What to do:
Reprint every entry, character for character.

Supplied records:

=== Section Start ===

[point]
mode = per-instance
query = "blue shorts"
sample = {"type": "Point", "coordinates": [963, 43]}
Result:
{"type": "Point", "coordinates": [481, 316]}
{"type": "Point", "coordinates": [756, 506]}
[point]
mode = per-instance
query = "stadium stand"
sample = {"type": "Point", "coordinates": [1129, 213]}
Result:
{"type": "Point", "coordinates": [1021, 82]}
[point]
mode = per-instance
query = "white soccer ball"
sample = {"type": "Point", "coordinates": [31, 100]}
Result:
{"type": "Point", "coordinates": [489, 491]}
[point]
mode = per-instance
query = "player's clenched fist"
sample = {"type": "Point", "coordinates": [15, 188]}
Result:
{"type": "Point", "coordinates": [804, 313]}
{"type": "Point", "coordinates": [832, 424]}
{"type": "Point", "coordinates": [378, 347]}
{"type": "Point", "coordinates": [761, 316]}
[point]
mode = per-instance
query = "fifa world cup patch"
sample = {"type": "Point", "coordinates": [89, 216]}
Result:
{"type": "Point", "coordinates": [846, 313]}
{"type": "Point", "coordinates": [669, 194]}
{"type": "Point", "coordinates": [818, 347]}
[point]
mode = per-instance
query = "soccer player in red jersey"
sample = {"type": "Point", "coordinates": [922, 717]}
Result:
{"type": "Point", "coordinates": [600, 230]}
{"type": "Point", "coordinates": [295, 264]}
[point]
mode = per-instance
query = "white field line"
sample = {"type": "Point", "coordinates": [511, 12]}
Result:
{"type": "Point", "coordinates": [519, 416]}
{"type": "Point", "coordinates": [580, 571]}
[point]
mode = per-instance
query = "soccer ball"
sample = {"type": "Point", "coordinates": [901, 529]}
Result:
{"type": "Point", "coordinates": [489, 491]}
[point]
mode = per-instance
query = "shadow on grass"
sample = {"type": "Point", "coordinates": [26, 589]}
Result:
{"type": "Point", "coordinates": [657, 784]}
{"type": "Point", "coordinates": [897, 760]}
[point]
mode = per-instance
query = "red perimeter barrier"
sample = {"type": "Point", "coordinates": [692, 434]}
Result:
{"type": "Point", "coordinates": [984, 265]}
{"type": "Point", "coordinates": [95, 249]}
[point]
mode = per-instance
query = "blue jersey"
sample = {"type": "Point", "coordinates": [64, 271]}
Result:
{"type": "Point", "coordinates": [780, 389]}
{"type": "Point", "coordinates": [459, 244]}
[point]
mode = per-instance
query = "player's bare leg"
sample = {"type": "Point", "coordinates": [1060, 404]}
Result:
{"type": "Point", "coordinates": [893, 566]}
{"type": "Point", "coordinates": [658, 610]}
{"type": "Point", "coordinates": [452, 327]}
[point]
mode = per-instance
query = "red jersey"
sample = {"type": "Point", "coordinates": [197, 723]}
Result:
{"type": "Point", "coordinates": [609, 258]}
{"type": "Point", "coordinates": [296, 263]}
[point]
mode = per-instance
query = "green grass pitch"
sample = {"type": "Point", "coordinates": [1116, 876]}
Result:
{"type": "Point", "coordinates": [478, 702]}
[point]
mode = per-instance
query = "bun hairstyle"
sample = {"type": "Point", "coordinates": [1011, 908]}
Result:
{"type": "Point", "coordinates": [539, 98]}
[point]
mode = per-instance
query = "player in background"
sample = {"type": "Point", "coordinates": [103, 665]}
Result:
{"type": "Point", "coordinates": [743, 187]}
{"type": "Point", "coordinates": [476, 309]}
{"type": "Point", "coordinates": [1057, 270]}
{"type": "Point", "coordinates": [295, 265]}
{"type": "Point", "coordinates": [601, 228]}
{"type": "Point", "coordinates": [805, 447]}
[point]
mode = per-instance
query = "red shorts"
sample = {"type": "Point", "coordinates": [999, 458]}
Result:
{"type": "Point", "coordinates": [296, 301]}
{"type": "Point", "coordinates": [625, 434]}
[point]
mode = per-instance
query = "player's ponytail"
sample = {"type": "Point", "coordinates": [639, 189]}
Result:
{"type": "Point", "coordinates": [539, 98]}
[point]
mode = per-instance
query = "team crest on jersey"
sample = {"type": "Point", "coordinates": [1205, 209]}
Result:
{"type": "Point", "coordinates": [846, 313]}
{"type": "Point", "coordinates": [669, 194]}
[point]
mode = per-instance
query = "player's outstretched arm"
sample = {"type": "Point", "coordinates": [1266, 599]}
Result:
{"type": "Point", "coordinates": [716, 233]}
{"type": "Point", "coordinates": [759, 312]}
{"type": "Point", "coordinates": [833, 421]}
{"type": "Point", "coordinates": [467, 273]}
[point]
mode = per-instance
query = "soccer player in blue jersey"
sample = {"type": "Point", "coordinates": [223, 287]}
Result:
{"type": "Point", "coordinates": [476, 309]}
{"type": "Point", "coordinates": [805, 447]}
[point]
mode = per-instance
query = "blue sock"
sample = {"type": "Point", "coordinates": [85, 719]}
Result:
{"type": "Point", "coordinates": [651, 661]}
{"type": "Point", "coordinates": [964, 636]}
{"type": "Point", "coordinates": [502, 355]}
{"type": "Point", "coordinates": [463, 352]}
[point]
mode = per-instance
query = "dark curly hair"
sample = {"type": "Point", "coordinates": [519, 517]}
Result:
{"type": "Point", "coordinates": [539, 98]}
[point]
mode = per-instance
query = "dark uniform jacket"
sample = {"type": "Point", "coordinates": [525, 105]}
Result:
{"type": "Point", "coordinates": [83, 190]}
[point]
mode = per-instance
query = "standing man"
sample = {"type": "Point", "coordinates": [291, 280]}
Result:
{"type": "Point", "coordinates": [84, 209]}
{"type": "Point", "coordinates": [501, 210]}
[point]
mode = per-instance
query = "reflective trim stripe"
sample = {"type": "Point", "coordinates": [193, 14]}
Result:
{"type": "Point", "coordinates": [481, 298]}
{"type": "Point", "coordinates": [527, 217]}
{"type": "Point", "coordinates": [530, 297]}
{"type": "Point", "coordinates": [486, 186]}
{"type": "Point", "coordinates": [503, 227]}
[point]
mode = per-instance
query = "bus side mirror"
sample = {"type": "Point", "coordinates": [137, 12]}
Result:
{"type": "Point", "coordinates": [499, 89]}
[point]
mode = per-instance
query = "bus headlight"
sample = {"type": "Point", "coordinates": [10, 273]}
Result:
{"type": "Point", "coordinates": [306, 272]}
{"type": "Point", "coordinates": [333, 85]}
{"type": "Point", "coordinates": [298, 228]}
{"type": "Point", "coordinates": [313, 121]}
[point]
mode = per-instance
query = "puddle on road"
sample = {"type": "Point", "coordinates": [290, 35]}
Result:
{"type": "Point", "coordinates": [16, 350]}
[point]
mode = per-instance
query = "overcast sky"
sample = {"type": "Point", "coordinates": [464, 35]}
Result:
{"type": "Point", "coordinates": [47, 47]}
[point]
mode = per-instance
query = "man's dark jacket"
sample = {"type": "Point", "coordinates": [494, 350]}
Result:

=== Section End ===

Task answer:
[point]
mode = per-instance
query = "blue shorts"
sample = {"type": "Point", "coordinates": [963, 43]}
Result:
{"type": "Point", "coordinates": [481, 316]}
{"type": "Point", "coordinates": [756, 506]}
[point]
mode = per-instance
query = "stadium stand"
sample = {"type": "Point", "coordinates": [1129, 213]}
Result:
{"type": "Point", "coordinates": [1021, 82]}
[point]
mode = per-instance
query = "white soccer ball"
sample = {"type": "Point", "coordinates": [31, 100]}
Result:
{"type": "Point", "coordinates": [489, 491]}
[point]
mode = per-instance
query = "player's clenched fist"
sample = {"type": "Point", "coordinates": [15, 188]}
Result:
{"type": "Point", "coordinates": [804, 313]}
{"type": "Point", "coordinates": [832, 424]}
{"type": "Point", "coordinates": [378, 347]}
{"type": "Point", "coordinates": [761, 316]}
[point]
mode = per-instance
query = "fifa world cup patch"
sample = {"type": "Point", "coordinates": [89, 216]}
Result:
{"type": "Point", "coordinates": [846, 313]}
{"type": "Point", "coordinates": [669, 194]}
{"type": "Point", "coordinates": [818, 347]}
[point]
mode = per-instance
query = "soccer player in red jersey"
sample = {"type": "Point", "coordinates": [922, 717]}
Result:
{"type": "Point", "coordinates": [600, 230]}
{"type": "Point", "coordinates": [295, 264]}
[point]
mode = per-instance
query = "white field line"
sample = {"type": "Point", "coordinates": [511, 12]}
Result:
{"type": "Point", "coordinates": [519, 416]}
{"type": "Point", "coordinates": [580, 571]}
[point]
mode = per-instance
query = "soccer ball"
sample = {"type": "Point", "coordinates": [901, 529]}
Result:
{"type": "Point", "coordinates": [489, 491]}
[point]
mode = per-instance
query = "shadow on grass"
sample = {"type": "Point", "coordinates": [26, 589]}
Result:
{"type": "Point", "coordinates": [657, 784]}
{"type": "Point", "coordinates": [897, 760]}
[point]
mode = per-instance
query = "red perimeter barrier"
sample = {"type": "Point", "coordinates": [692, 434]}
Result:
{"type": "Point", "coordinates": [984, 265]}
{"type": "Point", "coordinates": [95, 249]}
[point]
mode = per-instance
query = "blue jersey"
sample = {"type": "Point", "coordinates": [64, 271]}
Result:
{"type": "Point", "coordinates": [780, 389]}
{"type": "Point", "coordinates": [459, 244]}
[point]
mode = per-instance
query = "player's bare leg"
sample = {"type": "Point", "coordinates": [1060, 404]}
Result:
{"type": "Point", "coordinates": [893, 566]}
{"type": "Point", "coordinates": [658, 610]}
{"type": "Point", "coordinates": [452, 327]}
[point]
mode = per-instance
query = "red jersey"
sample = {"type": "Point", "coordinates": [197, 723]}
Result:
{"type": "Point", "coordinates": [609, 258]}
{"type": "Point", "coordinates": [296, 263]}
[point]
mode = per-instance
query = "green grass pitch"
sample = {"type": "Point", "coordinates": [1116, 876]}
Result:
{"type": "Point", "coordinates": [478, 702]}
[point]
mode = per-instance
query = "bun hairstyle"
sample = {"type": "Point", "coordinates": [1011, 908]}
Result:
{"type": "Point", "coordinates": [539, 98]}
[point]
mode = per-instance
query = "player in background"
sample = {"type": "Point", "coordinates": [103, 665]}
Result:
{"type": "Point", "coordinates": [743, 187]}
{"type": "Point", "coordinates": [476, 309]}
{"type": "Point", "coordinates": [1057, 270]}
{"type": "Point", "coordinates": [295, 265]}
{"type": "Point", "coordinates": [601, 228]}
{"type": "Point", "coordinates": [805, 447]}
[point]
mode = per-instance
query = "red shorts"
sample = {"type": "Point", "coordinates": [999, 458]}
Result:
{"type": "Point", "coordinates": [296, 301]}
{"type": "Point", "coordinates": [625, 434]}
[point]
mode = per-instance
query = "player's ponytail"
sample = {"type": "Point", "coordinates": [639, 189]}
Result:
{"type": "Point", "coordinates": [539, 98]}
[point]
mode = per-instance
query = "team crest on jersey"
sample = {"type": "Point", "coordinates": [1205, 209]}
Result:
{"type": "Point", "coordinates": [846, 313]}
{"type": "Point", "coordinates": [669, 194]}
[point]
mode = per-instance
query = "player's outstretched arm"
sample = {"type": "Point", "coordinates": [1266, 599]}
Result:
{"type": "Point", "coordinates": [716, 233]}
{"type": "Point", "coordinates": [759, 312]}
{"type": "Point", "coordinates": [833, 421]}
{"type": "Point", "coordinates": [467, 273]}
[point]
mode = per-instance
query = "soccer player in blue jersey"
sample = {"type": "Point", "coordinates": [223, 287]}
Result:
{"type": "Point", "coordinates": [476, 309]}
{"type": "Point", "coordinates": [805, 447]}
[point]
mode = per-instance
query = "blue sock"
sample = {"type": "Point", "coordinates": [85, 719]}
Result:
{"type": "Point", "coordinates": [651, 661]}
{"type": "Point", "coordinates": [964, 636]}
{"type": "Point", "coordinates": [502, 355]}
{"type": "Point", "coordinates": [463, 352]}
[point]
mode = per-instance
query = "dark curly hair"
sample = {"type": "Point", "coordinates": [519, 517]}
Result:
{"type": "Point", "coordinates": [539, 98]}
[point]
mode = per-instance
query = "dark uniform jacket"
sample = {"type": "Point", "coordinates": [525, 105]}
Result:
{"type": "Point", "coordinates": [83, 190]}
[point]
mode = per-instance
query = "standing man"
sample = {"type": "Point", "coordinates": [291, 280]}
Result:
{"type": "Point", "coordinates": [84, 209]}
{"type": "Point", "coordinates": [501, 210]}
[point]
mode = per-instance
query = "reflective trim stripe"
sample = {"type": "Point", "coordinates": [193, 14]}
Result:
{"type": "Point", "coordinates": [481, 298]}
{"type": "Point", "coordinates": [527, 217]}
{"type": "Point", "coordinates": [530, 297]}
{"type": "Point", "coordinates": [486, 186]}
{"type": "Point", "coordinates": [503, 227]}
[point]
mode = per-instance
query = "bus side mirror"
sample = {"type": "Point", "coordinates": [137, 12]}
Result:
{"type": "Point", "coordinates": [499, 89]}
[point]
mode = per-instance
query = "bus headlight"
sample = {"type": "Point", "coordinates": [10, 273]}
Result:
{"type": "Point", "coordinates": [306, 272]}
{"type": "Point", "coordinates": [333, 85]}
{"type": "Point", "coordinates": [298, 228]}
{"type": "Point", "coordinates": [313, 121]}
[point]
mode = per-instance
query = "puddle on road"
sample = {"type": "Point", "coordinates": [290, 35]}
Result:
{"type": "Point", "coordinates": [16, 350]}
[point]
mode = per-instance
query = "overcast sky"
sample = {"type": "Point", "coordinates": [464, 35]}
Result:
{"type": "Point", "coordinates": [47, 47]}
[point]
mode = per-instance
query = "man's dark jacket"
sample = {"type": "Point", "coordinates": [494, 350]}
Result:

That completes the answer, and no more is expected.